START Data supplied

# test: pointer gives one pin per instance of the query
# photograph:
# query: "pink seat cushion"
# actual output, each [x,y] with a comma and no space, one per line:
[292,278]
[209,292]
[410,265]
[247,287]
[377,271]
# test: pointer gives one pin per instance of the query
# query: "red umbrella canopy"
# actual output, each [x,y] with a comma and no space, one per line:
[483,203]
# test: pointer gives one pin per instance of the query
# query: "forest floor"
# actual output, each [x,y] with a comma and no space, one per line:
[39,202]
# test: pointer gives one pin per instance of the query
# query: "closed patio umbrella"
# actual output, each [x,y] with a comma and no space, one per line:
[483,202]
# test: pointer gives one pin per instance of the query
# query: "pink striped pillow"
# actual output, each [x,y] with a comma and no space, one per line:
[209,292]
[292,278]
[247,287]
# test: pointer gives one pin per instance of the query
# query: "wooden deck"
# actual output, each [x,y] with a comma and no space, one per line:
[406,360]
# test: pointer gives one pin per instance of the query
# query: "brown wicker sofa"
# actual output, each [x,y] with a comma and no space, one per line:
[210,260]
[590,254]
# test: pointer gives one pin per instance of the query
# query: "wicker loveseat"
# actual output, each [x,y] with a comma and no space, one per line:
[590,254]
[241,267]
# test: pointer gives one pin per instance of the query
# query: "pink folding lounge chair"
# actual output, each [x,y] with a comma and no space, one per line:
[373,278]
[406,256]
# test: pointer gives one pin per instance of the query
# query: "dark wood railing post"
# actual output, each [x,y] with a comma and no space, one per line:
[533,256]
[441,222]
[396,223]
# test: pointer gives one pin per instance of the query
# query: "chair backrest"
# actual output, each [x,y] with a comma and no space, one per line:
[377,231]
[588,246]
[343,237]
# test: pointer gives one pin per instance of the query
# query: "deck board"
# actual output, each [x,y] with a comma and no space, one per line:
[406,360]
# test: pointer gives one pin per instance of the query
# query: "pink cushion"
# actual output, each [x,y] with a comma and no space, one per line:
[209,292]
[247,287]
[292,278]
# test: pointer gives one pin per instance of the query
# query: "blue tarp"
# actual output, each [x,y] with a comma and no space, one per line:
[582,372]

END Data supplied

* What is expected
Transcribe every record above exactly as it appears.

* Full solution
# test: pointer gives one pin per instance of the query
# photograph:
# query: "pink seat cushion"
# actual output, each [x,y] with a comma and no space, one per line:
[292,278]
[209,292]
[410,265]
[247,287]
[377,271]
# test: pointer gives one pin per instance of the query
# query: "red umbrella canopy"
# actual output, each [x,y] with a comma and no space, one per line:
[483,203]
# test: pointer gives one pin per instance of the query
# query: "forest floor"
# actual output, each [x,y] with a comma and no space, one per line:
[39,202]
# test: pointer gives one pin per instance of the query
# query: "closed patio umbrella"
# actual output, each [x,y] with a comma and no space, one per line:
[483,202]
# test: pointer gives one pin per instance of the query
# query: "pink striped pillow"
# actual output, each [x,y] with a comma and no space, one per line:
[209,292]
[292,278]
[247,287]
# test: pointer gives one pin per instance of the query
# query: "wooden deck"
# actual output, each [x,y] with a comma and no space, one per line:
[406,360]
# test: pointer gives one pin per instance of the query
# query: "brown wicker sofa"
# actual output, each [x,y] with a comma and no space, one per line:
[210,260]
[590,254]
# test: pointer gives one pin per instance of the query
# query: "wicker loveseat"
# actual output, each [x,y] with a comma and no space, one per line:
[590,254]
[241,267]
# test: pointer gives one pin per instance of the query
# query: "pink folding lounge chair"
# actual output, each [x,y] with a comma and no space, one per line:
[373,278]
[406,256]
# test: pointer gives one pin per instance of the query
# query: "dark wood railing post"
# actual output, each [x,y] with a comma and no space, one per line:
[533,256]
[441,222]
[396,223]
# test: pointer gives one pin per instance of the query
# query: "chair backrest"
# actual output, each [x,y] with a comma and no space, one per line:
[377,231]
[588,246]
[343,237]
# test: pointer gives one pin per instance of the query
# query: "deck board"
# actual output, each [x,y] with a comma and no space, one per line:
[406,360]
# test: pointer gives one pin per instance of the query
# query: "pink cushion"
# actual output, each [x,y] with a comma and no space, one per line:
[209,292]
[247,287]
[292,278]
# test: pointer gives one pin per instance of the query
# query: "blue tarp"
# actual output, each [x,y] with a comma and no space, one per line:
[582,372]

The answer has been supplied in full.